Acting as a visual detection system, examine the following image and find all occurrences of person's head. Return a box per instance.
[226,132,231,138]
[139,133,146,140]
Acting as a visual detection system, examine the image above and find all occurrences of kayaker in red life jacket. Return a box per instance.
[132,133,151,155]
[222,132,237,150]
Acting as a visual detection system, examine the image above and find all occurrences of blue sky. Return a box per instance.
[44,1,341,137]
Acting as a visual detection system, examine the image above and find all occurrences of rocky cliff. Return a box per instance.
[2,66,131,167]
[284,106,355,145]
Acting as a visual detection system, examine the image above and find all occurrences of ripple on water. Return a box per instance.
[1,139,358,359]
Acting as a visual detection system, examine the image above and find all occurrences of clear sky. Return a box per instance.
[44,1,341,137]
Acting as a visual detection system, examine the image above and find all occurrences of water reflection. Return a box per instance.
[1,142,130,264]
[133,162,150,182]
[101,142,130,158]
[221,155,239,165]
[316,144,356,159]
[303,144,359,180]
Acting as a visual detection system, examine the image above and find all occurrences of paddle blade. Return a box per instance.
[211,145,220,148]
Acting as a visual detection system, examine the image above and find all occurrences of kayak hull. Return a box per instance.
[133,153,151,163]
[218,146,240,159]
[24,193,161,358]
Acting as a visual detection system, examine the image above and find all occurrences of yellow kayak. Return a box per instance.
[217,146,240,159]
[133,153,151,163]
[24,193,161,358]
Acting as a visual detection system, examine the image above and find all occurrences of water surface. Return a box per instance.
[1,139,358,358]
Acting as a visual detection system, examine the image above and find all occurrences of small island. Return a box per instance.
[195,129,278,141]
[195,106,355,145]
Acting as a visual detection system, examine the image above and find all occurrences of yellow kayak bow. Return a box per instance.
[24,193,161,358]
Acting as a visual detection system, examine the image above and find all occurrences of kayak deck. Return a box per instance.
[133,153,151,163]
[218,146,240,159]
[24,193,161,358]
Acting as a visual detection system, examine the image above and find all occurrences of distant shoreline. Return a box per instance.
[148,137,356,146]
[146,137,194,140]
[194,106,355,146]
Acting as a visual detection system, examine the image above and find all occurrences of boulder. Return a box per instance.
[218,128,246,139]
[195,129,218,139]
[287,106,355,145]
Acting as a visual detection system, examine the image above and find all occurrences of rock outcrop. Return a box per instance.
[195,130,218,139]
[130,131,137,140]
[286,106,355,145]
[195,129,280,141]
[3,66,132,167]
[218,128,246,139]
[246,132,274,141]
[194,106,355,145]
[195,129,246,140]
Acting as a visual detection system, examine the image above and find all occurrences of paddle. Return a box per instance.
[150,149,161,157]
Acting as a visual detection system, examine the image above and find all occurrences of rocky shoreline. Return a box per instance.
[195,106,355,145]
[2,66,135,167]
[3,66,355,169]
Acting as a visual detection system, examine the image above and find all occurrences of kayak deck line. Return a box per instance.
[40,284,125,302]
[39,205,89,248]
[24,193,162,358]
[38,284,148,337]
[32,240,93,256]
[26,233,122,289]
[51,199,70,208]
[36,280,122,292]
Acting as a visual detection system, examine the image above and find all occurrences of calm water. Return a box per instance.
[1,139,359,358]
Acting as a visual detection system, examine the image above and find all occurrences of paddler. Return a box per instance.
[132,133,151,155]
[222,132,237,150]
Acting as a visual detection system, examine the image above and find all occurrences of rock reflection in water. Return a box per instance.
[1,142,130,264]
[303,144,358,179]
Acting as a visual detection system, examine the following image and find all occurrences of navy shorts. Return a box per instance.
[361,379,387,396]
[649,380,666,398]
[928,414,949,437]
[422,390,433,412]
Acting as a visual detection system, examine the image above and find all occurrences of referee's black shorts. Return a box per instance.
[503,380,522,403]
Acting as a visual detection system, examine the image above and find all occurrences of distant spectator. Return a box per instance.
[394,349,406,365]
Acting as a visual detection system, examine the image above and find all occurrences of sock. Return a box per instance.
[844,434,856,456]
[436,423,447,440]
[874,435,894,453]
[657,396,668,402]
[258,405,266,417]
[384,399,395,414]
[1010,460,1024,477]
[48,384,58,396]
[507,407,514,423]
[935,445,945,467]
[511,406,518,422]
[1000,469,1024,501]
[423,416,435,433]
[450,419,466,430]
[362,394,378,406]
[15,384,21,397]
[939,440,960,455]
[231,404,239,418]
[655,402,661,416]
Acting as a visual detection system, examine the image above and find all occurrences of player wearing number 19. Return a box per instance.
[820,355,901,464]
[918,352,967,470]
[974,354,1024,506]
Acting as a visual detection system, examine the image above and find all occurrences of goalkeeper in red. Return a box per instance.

· · · · ·

_Requirement:_ Print each entry above word for word, leaving none out.

_Answer space:_
Acting as a visual detection system, examine the following image and find all occurrences of person's head. Return a box per instance.
[226,132,231,138]
[139,133,146,140]
Acting as a visual detection system, examine the image above and find all occurrences of kayaker in red life jacket. Return a box per instance.
[132,133,151,155]
[222,132,237,150]
Acting as a visual detection system, examine the image above and find all occurrences of blue sky. Return a box per instance.
[44,1,341,137]
Acting as a visual detection system, examine the image above and find all occurrences of rocky cliff. Return a box per instance.
[2,66,131,167]
[284,106,355,145]
Acting as a visual detection system, examine the image above and find all occurrences of ripple on water. Return a box per instance.
[1,139,358,359]
Acting as a visual detection system, examine the image above and find all occurrences of clear sky. Return a box per instance.
[44,1,341,137]
Acting as a visual detection system, examine the image above and find all occurrences of water reflection. Return a box per instance.
[1,142,130,264]
[133,162,150,182]
[101,142,130,158]
[221,155,239,165]
[316,144,356,159]
[303,144,359,180]
Acting as a visual detection system, examine the image above and find all occurrences of paddle blade. Return a box per instance.
[211,145,220,148]
Acting as a visual detection system, examine the image above and find all occurrences of kayak hull. Return a box per instance.
[133,153,151,163]
[218,146,240,159]
[24,193,161,358]
Acting as a visual detection system, examine the image above and find all occurrences of yellow kayak. Return a box per instance.
[217,146,240,159]
[133,153,151,163]
[24,193,161,358]
Acting as a visual detection system, examine the image above and find all occurrences of water surface. Return a box per instance.
[1,139,358,358]
Acting as a visual detection system, examine the image above and find all occurrences of small island. Return a box per instance.
[195,129,278,141]
[195,106,355,145]
Acting as a visual detection system, examine the image above and find all occurrences of yellow kayak bow. Return a box per instance.
[24,193,161,358]
Acting as a visual detection system, examine the image above and find all occurrences of kayak deck. Return a box per instance.
[133,153,151,163]
[218,146,240,159]
[24,193,161,358]
Acting as a visual detection system, examine the image above and find all occurrences of distant shoreline. Return a box per instance.
[148,137,356,146]
[146,137,194,140]
[194,106,355,146]
Acting as a visual detection system, examine the image above and find all occurrences of boulder. Return a box per instance.
[218,128,246,139]
[195,129,218,139]
[287,106,355,145]
Acting as a visual detection system, examine the image above and find all occurrences of rock outcrop. Return a box per instance.
[195,130,218,139]
[130,131,137,140]
[286,106,355,145]
[195,129,280,141]
[3,66,132,167]
[218,128,246,139]
[246,132,274,141]
[194,106,355,145]
[195,129,246,140]
Acting as a visual detection system, examine the image above and find all occurrences of paddle. Return a box per instance.
[150,149,161,157]
Acting as a visual detection system, examine the image above and find all occurrences of rocky shoreline. Return a box per instance.
[195,106,355,145]
[2,66,135,167]
[3,66,355,169]
Acting as a visual detection system, examine the image above and find all occurrences of kayak deck line. Return a box per instance.
[40,284,125,302]
[39,205,89,248]
[24,193,162,358]
[38,284,148,337]
[32,240,93,256]
[26,233,122,289]
[51,199,70,208]
[36,280,122,292]
Acting as a visual detection system, examine the image above and find all occurrences of calm water. Return a box per instance.
[1,139,359,358]
Acting as a visual detection system, examine the image above and find all occurrences of paddler. Return a box per instance.
[132,133,151,155]
[222,132,237,150]
Acting as a visual detection system, examine the image above and find all occurrences of rock reflection in water. Return a box per instance.
[1,142,130,264]
[303,144,358,179]
Acting as a visual detection system, examine the following image and find all occurrences of navy shorts. Return a box per instance.
[361,379,387,396]
[649,380,666,398]
[928,414,949,437]
[422,390,433,412]
Acting as a visual detection system, examine the image above and find all occurrences of referee's black shorts. Return a box per instance.
[503,380,522,403]
Acting as a visual detection system, examine the image above and find all occurrences of distant spectator. Return a box per instance.
[394,349,406,365]
Acting as a visual detection system, examine the image above and find all occurrences of sock. Return a box per instance.
[844,434,856,456]
[436,423,447,440]
[874,435,894,453]
[657,396,668,402]
[258,405,266,417]
[384,399,395,414]
[1010,460,1024,477]
[48,384,58,396]
[507,407,514,423]
[935,445,945,467]
[511,406,518,422]
[1000,469,1024,501]
[423,416,435,433]
[450,419,466,430]
[362,394,378,406]
[15,384,21,397]
[939,440,960,455]
[231,404,239,418]
[655,402,661,416]
Acting as a visual detection system, examine the image above and find all occurrences of player wearing number 19. Return a box per instance.
[820,355,901,464]
[918,352,967,470]
[974,354,1024,506]
Acting as a visual detection system, examine the image above and find all occurrences of goalkeeper in red. Return a box per instance.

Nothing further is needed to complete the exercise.